═══ Data to process ═══

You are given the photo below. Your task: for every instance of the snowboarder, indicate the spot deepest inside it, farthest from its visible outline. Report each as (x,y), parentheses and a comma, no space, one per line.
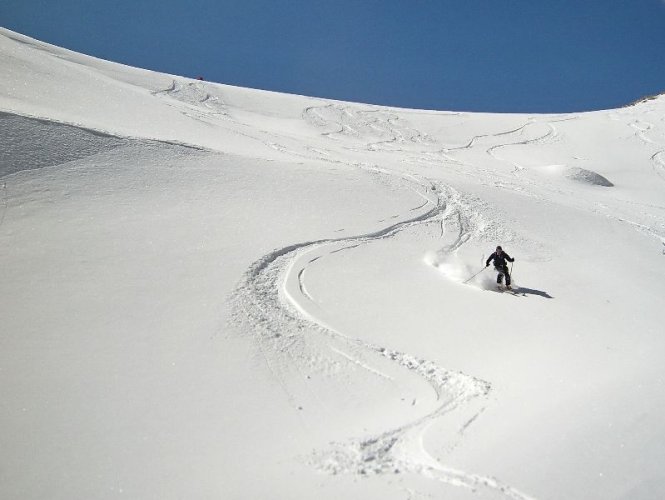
(500,257)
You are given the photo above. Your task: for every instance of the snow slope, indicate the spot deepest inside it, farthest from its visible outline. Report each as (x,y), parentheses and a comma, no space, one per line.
(215,292)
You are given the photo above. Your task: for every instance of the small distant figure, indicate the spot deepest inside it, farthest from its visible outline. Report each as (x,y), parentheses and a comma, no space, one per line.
(500,257)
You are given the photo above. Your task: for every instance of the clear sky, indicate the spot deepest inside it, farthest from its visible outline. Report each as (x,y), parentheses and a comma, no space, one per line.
(470,55)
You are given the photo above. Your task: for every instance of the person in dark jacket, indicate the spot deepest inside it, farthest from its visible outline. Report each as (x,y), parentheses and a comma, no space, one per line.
(500,257)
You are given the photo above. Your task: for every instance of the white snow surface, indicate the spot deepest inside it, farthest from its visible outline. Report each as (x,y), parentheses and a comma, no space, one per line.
(211,292)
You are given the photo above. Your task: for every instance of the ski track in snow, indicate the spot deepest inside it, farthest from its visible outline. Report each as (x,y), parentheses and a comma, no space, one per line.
(290,335)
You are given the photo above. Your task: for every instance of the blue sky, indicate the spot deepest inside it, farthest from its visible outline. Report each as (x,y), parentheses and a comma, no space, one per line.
(470,55)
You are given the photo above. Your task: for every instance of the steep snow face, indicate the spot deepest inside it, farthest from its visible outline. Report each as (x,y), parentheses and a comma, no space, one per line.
(214,292)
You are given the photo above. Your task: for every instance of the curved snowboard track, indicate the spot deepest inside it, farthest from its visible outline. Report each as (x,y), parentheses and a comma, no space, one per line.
(290,337)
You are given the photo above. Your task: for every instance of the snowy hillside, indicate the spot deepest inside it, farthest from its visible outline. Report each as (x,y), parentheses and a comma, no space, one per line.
(215,292)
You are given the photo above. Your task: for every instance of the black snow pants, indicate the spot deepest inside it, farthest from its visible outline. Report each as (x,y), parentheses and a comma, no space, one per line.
(502,270)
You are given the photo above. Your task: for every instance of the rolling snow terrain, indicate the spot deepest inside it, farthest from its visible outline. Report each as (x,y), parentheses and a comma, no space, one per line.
(211,292)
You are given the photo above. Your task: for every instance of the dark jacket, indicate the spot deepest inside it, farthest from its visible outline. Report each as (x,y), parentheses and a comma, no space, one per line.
(499,260)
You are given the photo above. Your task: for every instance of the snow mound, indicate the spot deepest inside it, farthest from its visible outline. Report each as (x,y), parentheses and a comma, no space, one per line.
(577,174)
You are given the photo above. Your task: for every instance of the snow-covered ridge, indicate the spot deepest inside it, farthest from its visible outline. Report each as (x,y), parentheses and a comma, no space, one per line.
(215,292)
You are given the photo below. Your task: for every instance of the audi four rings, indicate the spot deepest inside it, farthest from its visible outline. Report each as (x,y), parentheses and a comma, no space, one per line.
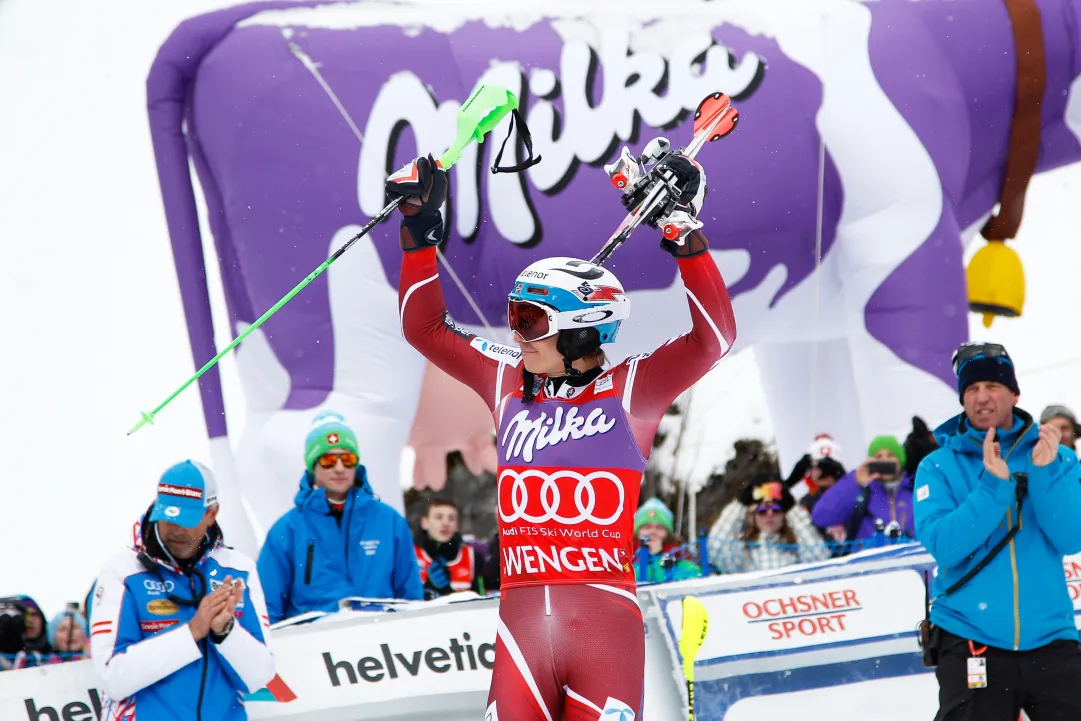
(585,496)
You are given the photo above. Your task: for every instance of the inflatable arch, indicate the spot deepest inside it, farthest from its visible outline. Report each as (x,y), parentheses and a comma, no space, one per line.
(873,139)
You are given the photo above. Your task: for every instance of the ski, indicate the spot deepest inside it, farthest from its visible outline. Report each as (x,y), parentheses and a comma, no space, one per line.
(649,195)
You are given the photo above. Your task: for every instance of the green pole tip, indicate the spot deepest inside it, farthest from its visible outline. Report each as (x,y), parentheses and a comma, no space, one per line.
(147,418)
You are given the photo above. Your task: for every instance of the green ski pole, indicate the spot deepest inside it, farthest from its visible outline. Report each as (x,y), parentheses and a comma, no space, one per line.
(478,116)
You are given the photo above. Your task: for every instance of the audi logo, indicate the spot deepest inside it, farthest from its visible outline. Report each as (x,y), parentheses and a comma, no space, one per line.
(158,587)
(548,504)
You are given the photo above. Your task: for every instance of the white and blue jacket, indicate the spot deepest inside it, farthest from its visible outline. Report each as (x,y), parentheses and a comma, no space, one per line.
(149,665)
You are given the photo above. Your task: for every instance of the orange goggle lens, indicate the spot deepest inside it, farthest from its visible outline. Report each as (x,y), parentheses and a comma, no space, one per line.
(330,459)
(528,320)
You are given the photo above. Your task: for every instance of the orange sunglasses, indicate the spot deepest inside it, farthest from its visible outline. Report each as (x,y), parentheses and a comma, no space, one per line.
(349,459)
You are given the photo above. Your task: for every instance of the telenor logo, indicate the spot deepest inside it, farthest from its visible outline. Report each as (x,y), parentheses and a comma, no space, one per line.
(436,659)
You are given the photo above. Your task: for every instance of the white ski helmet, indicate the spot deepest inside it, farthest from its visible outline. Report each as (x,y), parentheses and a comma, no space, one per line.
(568,293)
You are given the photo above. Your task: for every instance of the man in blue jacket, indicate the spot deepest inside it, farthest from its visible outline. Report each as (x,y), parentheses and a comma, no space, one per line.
(338,541)
(1005,638)
(178,626)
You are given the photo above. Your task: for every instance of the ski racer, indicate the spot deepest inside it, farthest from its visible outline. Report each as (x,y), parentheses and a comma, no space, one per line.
(574,438)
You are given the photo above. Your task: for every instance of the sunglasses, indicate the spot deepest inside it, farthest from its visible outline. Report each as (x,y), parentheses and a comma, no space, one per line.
(530,320)
(330,459)
(970,351)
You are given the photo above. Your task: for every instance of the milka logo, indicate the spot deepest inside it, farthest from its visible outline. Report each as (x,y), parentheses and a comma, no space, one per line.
(658,83)
(529,436)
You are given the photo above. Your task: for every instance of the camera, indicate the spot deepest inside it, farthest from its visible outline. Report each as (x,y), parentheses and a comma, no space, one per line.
(12,626)
(883,467)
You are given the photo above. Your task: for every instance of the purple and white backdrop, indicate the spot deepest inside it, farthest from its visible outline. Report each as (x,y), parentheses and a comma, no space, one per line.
(872,141)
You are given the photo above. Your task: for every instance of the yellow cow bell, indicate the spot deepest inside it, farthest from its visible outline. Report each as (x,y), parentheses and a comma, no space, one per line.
(996,282)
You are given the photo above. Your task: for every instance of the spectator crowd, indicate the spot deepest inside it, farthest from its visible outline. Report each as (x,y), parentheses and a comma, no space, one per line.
(308,564)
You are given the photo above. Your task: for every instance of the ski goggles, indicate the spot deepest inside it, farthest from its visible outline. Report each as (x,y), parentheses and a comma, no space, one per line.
(969,351)
(348,459)
(531,321)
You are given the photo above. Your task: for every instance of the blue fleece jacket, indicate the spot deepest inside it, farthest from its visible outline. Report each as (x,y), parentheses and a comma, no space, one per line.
(1019,601)
(310,559)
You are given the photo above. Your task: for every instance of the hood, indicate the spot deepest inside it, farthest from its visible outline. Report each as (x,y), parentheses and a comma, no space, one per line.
(308,497)
(957,435)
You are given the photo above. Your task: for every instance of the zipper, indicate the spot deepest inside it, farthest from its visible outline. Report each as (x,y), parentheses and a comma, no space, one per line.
(1013,565)
(348,523)
(307,565)
(1013,548)
(202,681)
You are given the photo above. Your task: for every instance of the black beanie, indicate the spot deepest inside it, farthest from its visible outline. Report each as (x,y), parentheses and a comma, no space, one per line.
(983,368)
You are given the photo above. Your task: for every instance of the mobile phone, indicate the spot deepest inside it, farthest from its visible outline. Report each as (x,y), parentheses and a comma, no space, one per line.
(882,467)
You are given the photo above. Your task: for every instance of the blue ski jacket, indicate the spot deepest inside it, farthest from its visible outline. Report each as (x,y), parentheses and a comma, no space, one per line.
(1019,601)
(149,665)
(311,559)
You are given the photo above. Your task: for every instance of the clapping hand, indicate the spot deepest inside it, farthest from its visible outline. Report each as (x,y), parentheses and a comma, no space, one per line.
(231,592)
(992,456)
(210,608)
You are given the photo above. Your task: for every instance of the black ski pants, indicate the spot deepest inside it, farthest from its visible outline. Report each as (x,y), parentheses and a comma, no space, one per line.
(1045,682)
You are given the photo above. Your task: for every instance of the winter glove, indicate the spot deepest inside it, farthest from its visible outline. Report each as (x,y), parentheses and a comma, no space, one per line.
(681,223)
(918,445)
(439,576)
(423,183)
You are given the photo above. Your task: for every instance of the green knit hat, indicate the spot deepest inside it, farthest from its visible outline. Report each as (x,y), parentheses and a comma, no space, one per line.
(653,511)
(888,443)
(328,431)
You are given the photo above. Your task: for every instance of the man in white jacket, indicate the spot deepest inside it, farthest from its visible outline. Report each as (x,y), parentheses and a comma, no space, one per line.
(178,624)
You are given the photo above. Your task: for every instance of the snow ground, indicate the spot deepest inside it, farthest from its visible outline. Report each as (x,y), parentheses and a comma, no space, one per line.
(96,331)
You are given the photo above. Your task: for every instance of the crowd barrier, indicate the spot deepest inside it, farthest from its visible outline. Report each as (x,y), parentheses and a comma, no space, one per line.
(778,645)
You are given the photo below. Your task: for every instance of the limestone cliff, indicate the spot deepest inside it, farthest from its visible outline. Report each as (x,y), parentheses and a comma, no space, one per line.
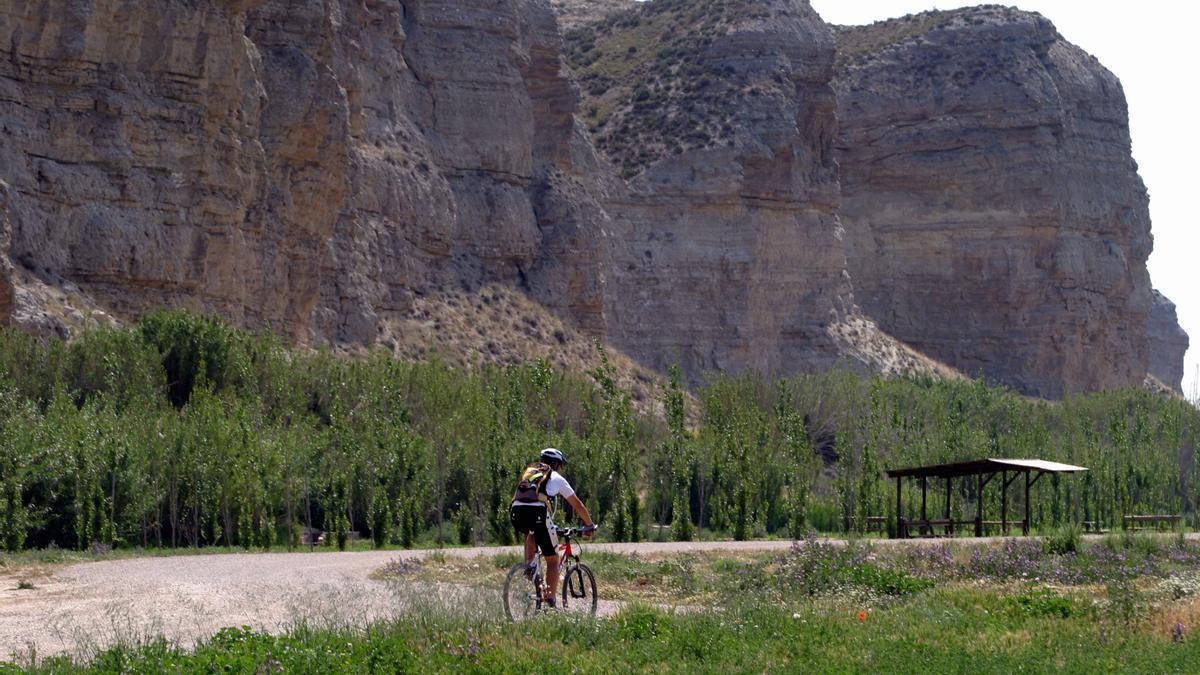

═══

== What you should do ==
Select every line of the records above that contains the string "audi" and copy each one out in full. Treat the match as case-sensitive.

== Solution ==
You are given the photo below. Your task: for every instance of the audi four rings, indicate the spot deepest inside it, farthest from its visible outline. Report each as (x,y), parentheses and a comma, no space, one per line.
You are given the photo above. Your task: for every instance of the audi logo, indicate the spot deepest inside it, farthest from its visible outline. Report each as (x,y), parentheses and a comma, no space, one per line.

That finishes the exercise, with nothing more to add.